> CONSIGNE
Recopiez mot pour mot le passage du texte ci-dessous sur les révoltes juives contre Rome, depuis les mots « Pendant ce temps, les » jusqu'aux mots « la guerre d’indépendance. ».

En 68, Vespasien entreprend d’isoler la Judée sans s’attaquer directement à Jérusalem. L’assassinat de Néron vient alors interrompre les opérations militaires. La mort de Néron entraîne une grave crise de succession. Trois empereurs vont se succéder rapidement (Galba, Othon, Vitellius). Vespasien prend (ou se retrouve…) à la tête d’une conjuration. Acclamé par les légions, il dirige les opérations militaires contre Viltellius et réussit à l’éliminer le 20 décembre 69.
Pendant ce temps, les opérations militaires sont en sommeil en Palestine. Jean de Giscala, tenant d’une ligne dure vis-à-vis des Romains, prend de plus en plus d’influence à Jérusalem. Les zélotes, assistés des sicaires (un parti pratiquant avec assiduité l’assassinat politique) prennent le contrôle du Temple et s’opposent ouvertement au parti sacerdotal plus modéré. Les tenants d’une position de négociation avec Rome sont alors éliminés et Jean de Giscala devient le maître de Jérusalem. Pour le contrer, le grand-prêtre Mattathias fait appel à Simon Bar Giora qui assure alors le commandement de l’Idumée. Celui-ci entre en force à Jérusalem et combat les troupes de Jean de Giscala, contraignant ce dernier à se retirer et à se fortifier dans le Temple. La guerre civile a alors remplacé la guerre d’indépendance.
Durant l’hiver 69, Eléazar prend le contrôle des zélotes et les retourne contre Jean de Giscala. De violents combats ont lieu dans le Temple. Début 70, la ville de Jérusalem est ainsi occupée par trois troupes rivales (Jean, Eléazar et Simon) contrôlant chacune un secteur de la cité.
C’est alors que Titus, le fils de Vespasien désormais empereur, entreprend de marcher contre Jérusalem. A l’aide de machines de guerre, Titus réussit à prendre le 3e puis le 2e mur d’enceinte début juin 70. Fin Juillet, la forteresse de l’Antonia qui défendait le Temple est prise par les Romains. L’assaut contre le Temple se poursuit et le sanctuaire est finalement incendié le 30 août. Le 25 septembre, la ville est entièrement capturée et incendiée. Les dernières poches de résistance dans le pays sont ensuite réduites, la dernière étant la forteresse de Massada capturée le 2 mai 73 après le suicide de ses défenseurs.
Les révoltes du 2e siècle
Le monde juif va régulièrement se soulever au cours du 2e siècle, en commençant par la Cyrénaïque en 115. Ces soulèvements sont d’une violence extrême, même pour l’époque (à Cyrène, les insurgés détruisent de nombreux temples et sont même accusés d’avoir pratiqué l’anthropophagie…). Les troupes romaines interviennent alors, parfois à la demande des populations locales terrorisées.
La principale révolte va avoir lieu en Palestine sous la direction d’un insurgé nommé Simon Bar Kosiba. La décision d’Hadrien de fonder en lieu et place de Jérusalem la ville romaine d’Aelia Capitolina en 131 a fortement contribuée au déclenchement de cette révolte, mais le terrain a été également préparé par l’émergence d’une littérature messianique apocalyptique annonçant l’imminente intervention de Dieu pour libérer son peuple.
Simon a certainement des prétentions messianiques. Il va adopter le nom de « bar Khokhbas », c’est à dire « fils de l’étoile» (Nb 24,17) et sera même reconnu comme messie officiel par le maître pharisien Rabbi Aqiba.
L’attaque de Simon en 132 prend les Romains par surprise et la XXIIe légion Deiotariana est complètement anéantie ! Pour rétablir la situation, Rome devra engager le tiers de ses légions dans le conflit. En 135, les dernières troupes de Simon sont détruites. Simon et Rabbi Aqiba seront alors exécutés. Le projet d’Hadrien peut alors s’accomplir. Jérusalem devient une ville romaine connue sous le nom d’Aelia Capitolina. La Palestine devient province de Syrie Palestine et passe sous le gouvernement d’un légat propréteur de rang consulaire.

> DONNÉES ENREGISTRÉES
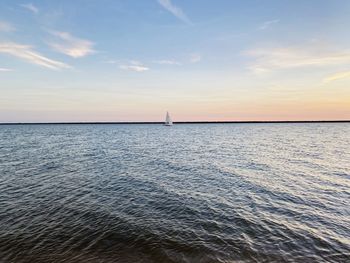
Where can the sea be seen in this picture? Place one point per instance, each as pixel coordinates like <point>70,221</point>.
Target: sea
<point>211,193</point>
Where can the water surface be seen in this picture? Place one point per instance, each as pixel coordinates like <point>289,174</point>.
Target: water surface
<point>187,193</point>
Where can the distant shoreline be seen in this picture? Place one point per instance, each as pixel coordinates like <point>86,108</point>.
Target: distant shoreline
<point>179,122</point>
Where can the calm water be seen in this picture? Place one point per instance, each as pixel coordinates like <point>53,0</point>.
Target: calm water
<point>188,193</point>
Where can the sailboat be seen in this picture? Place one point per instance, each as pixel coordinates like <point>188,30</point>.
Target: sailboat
<point>168,121</point>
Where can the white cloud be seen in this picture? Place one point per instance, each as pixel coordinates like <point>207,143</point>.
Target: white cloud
<point>134,68</point>
<point>267,24</point>
<point>28,54</point>
<point>167,62</point>
<point>71,46</point>
<point>30,7</point>
<point>267,60</point>
<point>5,69</point>
<point>337,76</point>
<point>176,11</point>
<point>134,65</point>
<point>6,27</point>
<point>194,58</point>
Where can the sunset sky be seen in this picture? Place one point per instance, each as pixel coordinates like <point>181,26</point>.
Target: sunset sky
<point>132,60</point>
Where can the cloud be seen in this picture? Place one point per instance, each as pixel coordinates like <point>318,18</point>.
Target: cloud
<point>167,62</point>
<point>6,27</point>
<point>5,69</point>
<point>134,65</point>
<point>267,60</point>
<point>176,11</point>
<point>337,76</point>
<point>28,54</point>
<point>194,58</point>
<point>30,7</point>
<point>71,46</point>
<point>267,24</point>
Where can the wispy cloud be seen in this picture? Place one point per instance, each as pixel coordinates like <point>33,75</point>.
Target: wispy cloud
<point>167,62</point>
<point>27,53</point>
<point>30,7</point>
<point>71,46</point>
<point>6,27</point>
<point>176,11</point>
<point>194,58</point>
<point>134,65</point>
<point>5,69</point>
<point>337,76</point>
<point>267,60</point>
<point>267,24</point>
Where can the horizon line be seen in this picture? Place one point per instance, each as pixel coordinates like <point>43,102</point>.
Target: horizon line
<point>176,122</point>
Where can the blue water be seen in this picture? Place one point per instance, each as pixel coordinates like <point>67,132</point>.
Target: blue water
<point>187,193</point>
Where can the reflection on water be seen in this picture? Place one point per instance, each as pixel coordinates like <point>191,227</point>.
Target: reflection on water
<point>189,193</point>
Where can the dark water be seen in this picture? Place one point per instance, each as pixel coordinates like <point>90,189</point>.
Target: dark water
<point>189,193</point>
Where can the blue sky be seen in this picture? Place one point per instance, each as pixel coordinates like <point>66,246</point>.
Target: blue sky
<point>201,60</point>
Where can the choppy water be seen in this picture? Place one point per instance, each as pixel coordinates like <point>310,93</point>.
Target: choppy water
<point>189,193</point>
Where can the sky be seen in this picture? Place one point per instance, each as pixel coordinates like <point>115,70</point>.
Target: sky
<point>118,60</point>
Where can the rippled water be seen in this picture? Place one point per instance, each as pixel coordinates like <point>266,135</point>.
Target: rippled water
<point>187,193</point>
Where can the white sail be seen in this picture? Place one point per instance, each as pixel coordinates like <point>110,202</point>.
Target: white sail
<point>168,121</point>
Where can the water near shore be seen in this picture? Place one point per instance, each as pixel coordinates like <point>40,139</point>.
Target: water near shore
<point>187,193</point>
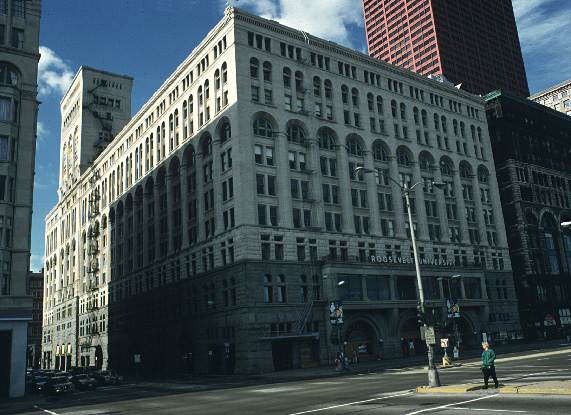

> RÉPONSE
Pendant ce temps, les opérations militaires sont en sommeil en Palestine. Jean de Giscala, tenant d’une ligne dure vis-à-vis des Romains, prend de plus en plus d’influence à Jérusalem. Les zélotes, assistés des sicaires (un parti pratiquant avec assiduité l’assassinat politique) prennent le contrôle du Temple et s’opposent ouvertement au parti sacerdotal plus modéré. Les tenants d’une position de négociation avec Rome sont alors éliminés et Jean de Giscala devient le maître de Jérusalem. Pour le contrer, le grand-prêtre Mattathias fait appel à Simon Bar Giora qui assure alors le commandement de l’Idumée. Celui-ci entre en force à Jérusalem et combat les troupes de Jean de Giscala, contraignant ce dernier à se retirer et à se fortifier dans le Temple. La guerre civile a alors remplacé la guerre d’indépendance.